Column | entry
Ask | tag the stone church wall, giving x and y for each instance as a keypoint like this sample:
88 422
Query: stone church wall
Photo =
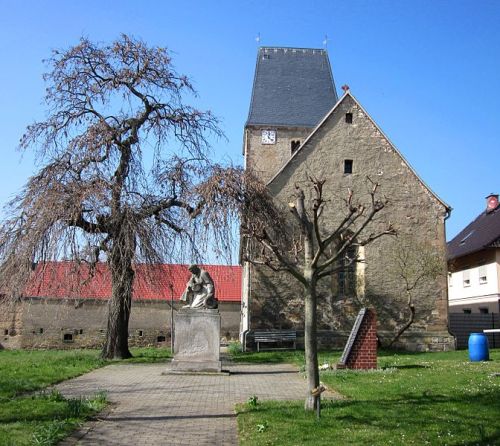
416 214
267 159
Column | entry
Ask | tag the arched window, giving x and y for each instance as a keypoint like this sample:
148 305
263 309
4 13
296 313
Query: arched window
347 277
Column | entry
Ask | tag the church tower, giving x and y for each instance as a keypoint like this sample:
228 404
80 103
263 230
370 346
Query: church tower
293 89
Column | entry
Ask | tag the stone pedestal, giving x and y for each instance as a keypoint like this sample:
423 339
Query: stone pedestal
196 341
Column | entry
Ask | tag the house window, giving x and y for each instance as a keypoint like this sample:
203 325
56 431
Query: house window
68 337
347 166
346 277
466 278
483 277
294 145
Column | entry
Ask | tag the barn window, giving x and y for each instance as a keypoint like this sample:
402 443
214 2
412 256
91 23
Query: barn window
68 337
347 166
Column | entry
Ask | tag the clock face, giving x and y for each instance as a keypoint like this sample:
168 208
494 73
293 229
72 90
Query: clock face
268 136
492 203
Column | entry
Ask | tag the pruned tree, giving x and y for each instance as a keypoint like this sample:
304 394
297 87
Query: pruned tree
309 249
415 264
122 156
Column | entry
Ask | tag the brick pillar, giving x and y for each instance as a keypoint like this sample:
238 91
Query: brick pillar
363 354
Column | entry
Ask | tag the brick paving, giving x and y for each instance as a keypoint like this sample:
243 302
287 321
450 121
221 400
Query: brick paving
151 408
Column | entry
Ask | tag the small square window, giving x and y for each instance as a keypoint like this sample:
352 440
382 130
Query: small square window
466 278
68 337
348 166
483 277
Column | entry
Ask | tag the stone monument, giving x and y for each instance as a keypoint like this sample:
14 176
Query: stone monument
197 326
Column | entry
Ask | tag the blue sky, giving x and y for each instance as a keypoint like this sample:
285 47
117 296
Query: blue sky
428 72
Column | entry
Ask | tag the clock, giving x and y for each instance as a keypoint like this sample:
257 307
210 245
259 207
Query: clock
268 136
492 203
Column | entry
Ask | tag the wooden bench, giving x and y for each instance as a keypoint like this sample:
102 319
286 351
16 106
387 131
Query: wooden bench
275 336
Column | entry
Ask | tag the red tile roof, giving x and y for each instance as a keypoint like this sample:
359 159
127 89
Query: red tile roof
152 282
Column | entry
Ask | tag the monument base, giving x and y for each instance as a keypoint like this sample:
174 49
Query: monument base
196 341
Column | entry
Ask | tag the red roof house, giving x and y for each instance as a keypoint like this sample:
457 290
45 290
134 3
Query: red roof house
152 282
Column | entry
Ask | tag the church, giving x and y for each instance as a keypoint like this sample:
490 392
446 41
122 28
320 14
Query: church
298 126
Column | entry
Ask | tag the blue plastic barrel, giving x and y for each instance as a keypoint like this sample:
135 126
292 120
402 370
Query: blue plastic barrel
478 347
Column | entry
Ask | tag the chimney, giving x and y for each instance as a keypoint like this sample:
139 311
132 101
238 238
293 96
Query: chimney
491 202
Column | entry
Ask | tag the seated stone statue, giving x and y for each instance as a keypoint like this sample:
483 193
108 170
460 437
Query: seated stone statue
200 290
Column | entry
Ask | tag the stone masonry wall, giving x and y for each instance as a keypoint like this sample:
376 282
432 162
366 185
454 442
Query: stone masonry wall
266 159
416 214
11 314
55 323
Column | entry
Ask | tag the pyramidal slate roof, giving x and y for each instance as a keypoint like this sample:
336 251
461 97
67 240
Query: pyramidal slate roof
483 232
292 87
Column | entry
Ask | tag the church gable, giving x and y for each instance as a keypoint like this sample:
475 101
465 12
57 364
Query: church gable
347 147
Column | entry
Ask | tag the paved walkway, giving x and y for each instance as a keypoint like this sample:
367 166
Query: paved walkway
149 408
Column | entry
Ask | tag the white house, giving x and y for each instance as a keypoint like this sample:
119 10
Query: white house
474 264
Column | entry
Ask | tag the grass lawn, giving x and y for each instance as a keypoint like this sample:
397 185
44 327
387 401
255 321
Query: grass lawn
29 415
412 399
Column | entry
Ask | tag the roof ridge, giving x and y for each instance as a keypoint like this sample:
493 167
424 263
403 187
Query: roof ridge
324 50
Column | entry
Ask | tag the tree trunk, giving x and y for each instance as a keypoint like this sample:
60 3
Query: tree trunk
122 278
311 347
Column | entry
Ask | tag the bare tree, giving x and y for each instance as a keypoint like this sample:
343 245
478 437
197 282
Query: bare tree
415 264
122 157
309 249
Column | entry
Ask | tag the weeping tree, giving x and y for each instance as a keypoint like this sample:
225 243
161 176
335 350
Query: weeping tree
◆ ◆ ◆
▶ DIRECTION
Pull out every line in the items above that contains the string "statue".

▶ PROBLEM SOLUTION
Ask | tag the seated stone statue, giving x and y for each instance as a keypoint like this sample:
Query: seated stone statue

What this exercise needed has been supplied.